## TO DO
Please copy all of the rows below, character for character.
-- start of DATA SHOWN --
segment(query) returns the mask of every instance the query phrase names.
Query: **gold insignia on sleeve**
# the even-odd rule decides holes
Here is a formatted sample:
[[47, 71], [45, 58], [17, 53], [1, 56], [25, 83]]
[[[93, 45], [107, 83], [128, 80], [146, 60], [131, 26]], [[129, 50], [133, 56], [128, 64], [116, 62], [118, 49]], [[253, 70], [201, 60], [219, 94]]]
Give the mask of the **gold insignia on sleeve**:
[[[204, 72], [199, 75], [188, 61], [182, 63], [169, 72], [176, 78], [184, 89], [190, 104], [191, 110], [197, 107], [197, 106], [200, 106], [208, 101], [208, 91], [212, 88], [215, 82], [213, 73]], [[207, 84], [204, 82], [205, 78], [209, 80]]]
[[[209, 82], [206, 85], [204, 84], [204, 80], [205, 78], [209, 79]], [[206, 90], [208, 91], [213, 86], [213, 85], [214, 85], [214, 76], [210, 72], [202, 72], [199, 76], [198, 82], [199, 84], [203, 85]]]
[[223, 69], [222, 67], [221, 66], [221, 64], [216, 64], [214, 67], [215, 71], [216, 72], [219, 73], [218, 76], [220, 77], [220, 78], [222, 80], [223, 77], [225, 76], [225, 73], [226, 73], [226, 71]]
-- end of DATA SHOWN --
## TASK RESPONSE
segment(query) returns the mask of every instance the query phrase names.
Query: **gold insignia on sleeve**
# the even-odd rule decides holes
Here is a formatted sample:
[[47, 71], [45, 58], [17, 53], [1, 56], [25, 83]]
[[[93, 45], [107, 83], [128, 80], [146, 60], [131, 26]], [[129, 50], [133, 56], [128, 64], [116, 62], [118, 49]], [[253, 70], [201, 60], [219, 94]]]
Give the mask of the **gold insignia on sleeve**:
[[[204, 72], [199, 75], [188, 61], [182, 63], [169, 72], [176, 78], [184, 89], [190, 104], [191, 110], [197, 107], [197, 106], [200, 106], [208, 101], [208, 91], [212, 88], [215, 82], [213, 73]], [[207, 84], [204, 82], [205, 78], [209, 80]]]
[[[209, 82], [206, 85], [204, 84], [204, 80], [205, 78], [209, 79]], [[206, 90], [208, 91], [213, 86], [213, 85], [214, 85], [214, 76], [210, 72], [202, 72], [199, 76], [198, 82], [199, 84], [203, 85]]]
[[223, 69], [222, 67], [221, 66], [221, 64], [216, 64], [214, 67], [215, 71], [216, 72], [219, 73], [218, 76], [220, 77], [220, 78], [222, 80], [223, 77], [225, 76], [225, 73], [226, 73], [226, 71]]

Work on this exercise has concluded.